(PASSAGE PROVIDED)

Satan's little helpers are all calling for another mental breakdown. I am routinely ignored by my fellow believers or abused by them, as on Friday. Olga was so sweet to me but when she saw my shadow side she freaked out. But that's what we're given mercy and grace for - so that we can show it to others! As long as I was being good, she was all nice. But when the evil spirit inside me, which was forced into me as a small child, and against which I have been weeping my entire life, got a chance to wreck things, so it did, and she completely acted like a worldling. What is this travesty of the Biblical Faith?

Then when a nice Roman boy comes and says hello, I drive him away. I can't deal with this. I SO need HELP. Desperately. It's piano wire time AGAIN. Like Hitler's victims, I am strung up with piano wire and tortured and given medical assistance to ensure I stay alive and conscious to experience every last drop of pain and sadness and despair.

(End PASSAGE PROVIDED)
(DATASET RECORDS)

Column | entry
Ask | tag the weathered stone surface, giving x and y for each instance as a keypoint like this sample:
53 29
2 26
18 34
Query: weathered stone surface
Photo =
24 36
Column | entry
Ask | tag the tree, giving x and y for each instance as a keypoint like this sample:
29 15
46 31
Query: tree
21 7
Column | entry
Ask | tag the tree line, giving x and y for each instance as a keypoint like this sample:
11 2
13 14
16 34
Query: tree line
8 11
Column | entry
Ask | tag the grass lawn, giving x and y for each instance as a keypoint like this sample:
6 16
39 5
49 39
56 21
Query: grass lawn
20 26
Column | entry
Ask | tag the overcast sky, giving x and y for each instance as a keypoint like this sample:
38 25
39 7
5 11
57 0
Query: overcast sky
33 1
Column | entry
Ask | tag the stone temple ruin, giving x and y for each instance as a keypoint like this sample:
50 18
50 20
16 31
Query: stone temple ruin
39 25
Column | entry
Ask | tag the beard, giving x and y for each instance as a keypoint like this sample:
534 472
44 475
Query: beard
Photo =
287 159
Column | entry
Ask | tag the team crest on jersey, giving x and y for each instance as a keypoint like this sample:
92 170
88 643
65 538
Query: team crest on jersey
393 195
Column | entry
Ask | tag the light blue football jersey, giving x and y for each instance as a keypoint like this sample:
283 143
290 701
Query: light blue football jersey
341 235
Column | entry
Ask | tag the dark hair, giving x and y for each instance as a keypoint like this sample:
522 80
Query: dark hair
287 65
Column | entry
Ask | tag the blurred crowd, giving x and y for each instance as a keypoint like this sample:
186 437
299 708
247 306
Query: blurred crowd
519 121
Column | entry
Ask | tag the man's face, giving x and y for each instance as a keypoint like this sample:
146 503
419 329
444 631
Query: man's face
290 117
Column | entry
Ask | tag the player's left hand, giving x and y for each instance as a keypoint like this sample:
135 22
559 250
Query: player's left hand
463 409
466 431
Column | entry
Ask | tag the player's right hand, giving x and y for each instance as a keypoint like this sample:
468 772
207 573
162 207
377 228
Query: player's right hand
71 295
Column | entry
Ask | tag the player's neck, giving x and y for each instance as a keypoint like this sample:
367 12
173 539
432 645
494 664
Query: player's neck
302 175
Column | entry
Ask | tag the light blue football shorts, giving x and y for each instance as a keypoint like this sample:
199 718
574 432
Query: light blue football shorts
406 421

(End DATASET RECORDS)

• **WORK REQUEST A**: From the passage about Olga, write out the text that begins at the words "Satan's little helpers" and stops after "the Biblical Faith?".
• **WORK REQUEST B**: In the passage about Olga, on what day does the writer say fellow believers were abusive?

• **OUTPUT A**:
Satan's little helpers are all calling for another mental breakdown. I am routinely ignored by my fellow believers or abused by them, as on Friday. Olga was so sweet to me but when she saw my shadow side she freaked out. But that's what we're given mercy and grace for - so that we can show it to others! As long as I was being good, she was all nice. But when the evil spirit inside me, which was forced into me as a small child, and against which I have been weeping my entire life, got a chance to wreck things, so it did, and she completely acted like a worldling. What is this travesty of the Biblical Faith?

• **OUTPUT B**: Friday.